▶ _Things to do_
• a. List the physiological phenomena that, according to the quoted statement in the music therapy article below, music therapy appears to affect.
• b. From the music therapy article below, extract the passage that opens with the words containing "This study was published" and closes with "depression, and anxiety.".

Document text Start Marker

Effects of Music Therapy on Mood in Stroke Patients

This study was published in 2011 by Yonsei University College of Medicine in Seoul, Korea! It is a private research university, and one of three SKY universities, which are widely regarded as the most prestigious in the country. The purpose of this study was to “investigate the effects of music therapy on depressive mood and anxiety in post-stroke patients and evaluate satisfaction levels of patients and caregivers.”

The study states, “Music therapy appears to affect physiological phenomena such as blood pressure, heartbeat, respiration, and mydriasis as well as emotional aspects such as mood and feelings.” Oxford Dictionary defines mydriasis as the dilation of the pupils of the eyes. Other side effects of music include change of respiratory rhythm, relaxation of muscular stiffness, and decrease in heart rate, blood pressure, depression, and anxiety. 

Robinson states that 32.9-35.9% of post-stoke patients experience depression. Castillo states that anxiety is prevalent in 21-28% of stroke survivors. This can be a consequence of cognitive dysfunction, trouble coping with daily living, or a close relationship to death. Music therapy has the potential to elevate mood for people who experience these symptoms. 

This study provided 40 minutes of music therapy sessions that contained a greeting, musical activities that included respiration and phonation, improvised play, hand bell play, singing, songwriting, and self expression, then a goodbye song was provided. Several instruments were provided during the session. Participants filled out a survey before and after treatment to provide data. 

The research found that anxiety and depression scores decreased after music therapy; mirroring previous studies that music therapy is effective for depression. There was no reporting of significant changes in anxiety or depression from the control group. It can be concluded by this study and others that music therapy is effective and can be used as a treatment to reduce depressed mood or positively affect mood in post-stroke patients. 

By Gwen D’Amico, MT-BC

Citations:

Castillo CS, Starkstein SE, Fedoroff JP, Price TR, Robinson RG. Generalized anxiety disorder after stroke. J Nerv Ment Dis 1993;181:100–106.

Kim DS, Park YG, Choi JH, Im SH, Jung KJ, Cha YA, Jung CO, Yoon YH.   Effects of Music Therapy on Mood in Stroke Patients.   Yonsei Med J. 2011 Nov;52(6):977-981.   

Robinson RG. Poststroke depression: prevalence, diagnosis, treatment, and disease progression. Biol Psychiatry 2003;54:376–387.

Document text End Marker
Provided data Start Marker

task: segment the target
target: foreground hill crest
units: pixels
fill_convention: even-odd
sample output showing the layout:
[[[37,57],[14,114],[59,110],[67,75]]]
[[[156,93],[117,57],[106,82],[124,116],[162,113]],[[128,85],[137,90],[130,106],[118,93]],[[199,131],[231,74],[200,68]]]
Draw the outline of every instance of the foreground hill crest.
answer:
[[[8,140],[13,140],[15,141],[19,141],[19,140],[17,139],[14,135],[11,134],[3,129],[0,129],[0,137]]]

Provided data End Marker

▶ _Answers below_
• a. blood pressure, heartbeat, respiration, mydriasis

• b.
This study was published in 2011 by Yonsei University College of Medicine in Seoul, Korea! It is a private research university, and one of three SKY universities, which are widely regarded as the most prestigious in the country. The purpose of this study was to “investigate the effects of music therapy on depressive mood and anxiety in post-stroke patients and evaluate satisfaction levels of patients and caregivers.”

The study states, “Music therapy appears to affect physiological phenomena such as blood pressure, heartbeat, respiration, and mydriasis as well as emotional aspects such as mood and feelings.” Oxford Dictionary defines mydriasis as the dilation of the pupils of the eyes. Other side effects of music include change of respiratory rhythm, relaxation of muscular stiffness, and decrease in heart rate, blood pressure, depression, and anxiety.